Please retype all of the data below word for word, keeping every line in its original order.

(Entries for labeling object positions)
....................
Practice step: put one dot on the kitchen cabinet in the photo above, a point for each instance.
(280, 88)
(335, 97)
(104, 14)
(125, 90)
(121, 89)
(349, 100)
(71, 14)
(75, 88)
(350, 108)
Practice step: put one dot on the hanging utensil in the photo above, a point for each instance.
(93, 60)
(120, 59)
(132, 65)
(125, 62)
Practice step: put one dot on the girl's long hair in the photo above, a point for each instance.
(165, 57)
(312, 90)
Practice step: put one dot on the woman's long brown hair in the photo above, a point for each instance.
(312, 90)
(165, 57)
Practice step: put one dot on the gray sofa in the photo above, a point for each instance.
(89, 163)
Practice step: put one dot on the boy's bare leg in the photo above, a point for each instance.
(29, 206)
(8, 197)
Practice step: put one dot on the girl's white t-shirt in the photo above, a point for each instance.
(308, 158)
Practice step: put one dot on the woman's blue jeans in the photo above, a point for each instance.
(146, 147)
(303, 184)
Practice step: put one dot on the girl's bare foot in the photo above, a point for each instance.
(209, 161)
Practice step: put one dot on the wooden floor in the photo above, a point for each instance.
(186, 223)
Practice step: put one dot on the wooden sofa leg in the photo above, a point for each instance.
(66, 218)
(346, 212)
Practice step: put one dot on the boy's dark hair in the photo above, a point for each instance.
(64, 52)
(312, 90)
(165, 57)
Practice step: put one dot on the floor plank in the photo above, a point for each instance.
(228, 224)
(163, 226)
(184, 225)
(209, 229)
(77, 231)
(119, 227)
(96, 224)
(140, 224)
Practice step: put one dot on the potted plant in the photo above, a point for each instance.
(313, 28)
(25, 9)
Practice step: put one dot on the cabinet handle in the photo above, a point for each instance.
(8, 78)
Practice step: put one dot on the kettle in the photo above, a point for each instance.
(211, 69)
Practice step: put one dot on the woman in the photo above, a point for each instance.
....................
The solution »
Practice step: put one dot on the kitchen cabinet in the photo above, a point for each instance.
(280, 88)
(335, 97)
(104, 14)
(125, 90)
(121, 89)
(349, 100)
(71, 14)
(75, 88)
(350, 108)
Practice step: put one dot on the hanging utensil in the photo above, a point for each instance.
(93, 60)
(120, 59)
(132, 65)
(125, 62)
Practice step: put one dot on the girl's long hair in the photo above, a point for each instance.
(165, 57)
(312, 90)
Practice step: put one dot on the woman's long brown hair in the photo above, a point for each instance.
(312, 90)
(165, 57)
Practice step: put one dot on the gray sofa in the photo above, a point for each instance.
(89, 163)
Practice step: put one dot on the boy's bare leg in the photo above, a point for each instance.
(29, 206)
(8, 197)
Practice step: put one dot on the girl's white t-shirt in the photo above, a point for each instance.
(308, 158)
Practice step: put one dot on the woman's blue jeans in the photo above, a point for each instance.
(146, 147)
(303, 184)
Practice step: put one dot on the girl's bare foot in the photo above, a point for each instance.
(209, 161)
Practice step: put one dot on the wooden floor in the photo above, a point for each instance.
(186, 223)
Practice step: put one dot on the wooden sofa leg in the photo above, a point for each instance.
(66, 218)
(346, 212)
Practice step: put one dot on the boy's dark hair in the photo above, a point for each instance.
(64, 52)
(312, 90)
(165, 57)
Practice step: put one dot on the floor plank in the photo above, a point for each instance.
(228, 224)
(163, 226)
(184, 225)
(209, 229)
(77, 231)
(119, 227)
(96, 224)
(140, 224)
Practice step: put one dot on the potted plant in the photo above, a point for each instance.
(313, 28)
(25, 9)
Practice step: put one dot on the cabinet handle in the photo above, a point for each instance.
(8, 78)
Practice step: put one dot on the kettle in the photo above, a point for each instance.
(211, 69)
Practice step: put one dot on the woman in the photo above, a point for each instance.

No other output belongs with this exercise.